Texto proporcionado:
···

Mario Caamaño, quien lleva cuatro años aquí, lo tiene claro: "En otro lugar, incluso en Santiago, mi taller sería parte de mi sala-comedor o de mi habitación. Aquí no". Lo dice mostrando una casa en la que, además de tener todo compartimentado, le sobra un cuarto y un patio al aire libre.
Caamaño pinta de ocho a 10 horas diarias, oyendo una radio de noticias. No tiene galería ni marchante que lo represente, y le va bien así, vendiendo sus cuadros por encargo. Pablo Santibáñez, el futuro padre de las gemelas chinchonetas, pinta oyendo podcasts sobre descubrimientos arqueológicos y vende sus cuadros a través de un representante en Panamá. A Carlos Vega Faúndez le dedicaron recién una exposición en una conocida galería madrileña.

···

Consigna: Extrae completo el texto sobre los pintores, sin cambiar ni una palabra ni un signo. Los datos no guardan relación con el texto sobre los pintores.

Datos proporcionados:
···

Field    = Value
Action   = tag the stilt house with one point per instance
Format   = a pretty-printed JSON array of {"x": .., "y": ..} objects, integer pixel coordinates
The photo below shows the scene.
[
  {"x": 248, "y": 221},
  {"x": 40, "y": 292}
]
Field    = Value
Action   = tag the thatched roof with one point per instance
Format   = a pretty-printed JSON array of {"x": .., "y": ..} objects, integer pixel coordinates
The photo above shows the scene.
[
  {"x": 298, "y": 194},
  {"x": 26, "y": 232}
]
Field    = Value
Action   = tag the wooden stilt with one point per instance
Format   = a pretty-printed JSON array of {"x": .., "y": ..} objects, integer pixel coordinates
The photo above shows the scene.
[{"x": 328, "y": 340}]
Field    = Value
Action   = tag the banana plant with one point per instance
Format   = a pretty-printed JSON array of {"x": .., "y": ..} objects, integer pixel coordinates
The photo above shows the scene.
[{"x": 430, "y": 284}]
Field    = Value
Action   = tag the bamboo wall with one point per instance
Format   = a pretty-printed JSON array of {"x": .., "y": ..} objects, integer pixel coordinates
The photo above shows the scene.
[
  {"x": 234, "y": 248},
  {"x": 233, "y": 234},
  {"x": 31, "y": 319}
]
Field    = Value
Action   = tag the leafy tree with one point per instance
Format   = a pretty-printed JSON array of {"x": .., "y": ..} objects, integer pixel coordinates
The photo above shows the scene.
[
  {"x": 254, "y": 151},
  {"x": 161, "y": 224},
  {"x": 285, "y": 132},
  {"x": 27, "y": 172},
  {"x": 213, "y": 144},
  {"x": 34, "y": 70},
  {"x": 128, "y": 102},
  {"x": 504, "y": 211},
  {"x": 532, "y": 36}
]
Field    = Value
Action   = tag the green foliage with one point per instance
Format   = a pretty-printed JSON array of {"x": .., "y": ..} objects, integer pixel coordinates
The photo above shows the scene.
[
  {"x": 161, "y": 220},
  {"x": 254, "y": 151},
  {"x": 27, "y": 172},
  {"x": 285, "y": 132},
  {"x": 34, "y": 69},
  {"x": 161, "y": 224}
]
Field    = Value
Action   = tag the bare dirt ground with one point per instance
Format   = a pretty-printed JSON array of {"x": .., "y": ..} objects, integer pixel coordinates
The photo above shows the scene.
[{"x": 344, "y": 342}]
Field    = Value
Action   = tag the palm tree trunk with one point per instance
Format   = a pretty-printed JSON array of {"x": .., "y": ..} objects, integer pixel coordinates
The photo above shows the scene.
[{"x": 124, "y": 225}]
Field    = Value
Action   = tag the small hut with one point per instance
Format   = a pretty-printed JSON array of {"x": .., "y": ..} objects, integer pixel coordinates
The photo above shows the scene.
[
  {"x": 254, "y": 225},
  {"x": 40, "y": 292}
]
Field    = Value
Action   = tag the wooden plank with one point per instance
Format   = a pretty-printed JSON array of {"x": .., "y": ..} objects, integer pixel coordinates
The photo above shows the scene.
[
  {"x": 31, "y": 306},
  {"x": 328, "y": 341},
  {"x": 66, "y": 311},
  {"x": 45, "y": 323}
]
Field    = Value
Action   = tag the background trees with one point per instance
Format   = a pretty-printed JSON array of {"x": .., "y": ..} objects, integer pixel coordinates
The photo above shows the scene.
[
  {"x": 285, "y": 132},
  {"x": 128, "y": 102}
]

···

Respuesta esperada:
Mario Caamaño, quien lleva cuatro años aquí, lo tiene claro: "En otro lugar, incluso en Santiago, mi taller sería parte de mi sala-comedor o de mi habitación. Aquí no". Lo dice mostrando una casa en la que, además de tener todo compartimentado, le sobra un cuarto y un patio al aire libre.
Caamaño pinta de ocho a 10 horas diarias, oyendo una radio de noticias. No tiene galería ni marchante que lo represente, y le va bien así, vendiendo sus cuadros por encargo. Pablo Santibáñez, el futuro padre de las gemelas chinchonetas, pinta oyendo podcasts sobre descubrimientos arqueológicos y vende sus cuadros a través de un representante en Panamá. A Carlos Vega Faúndez le dedicaron recién una exposición en una conocida galería madrileña.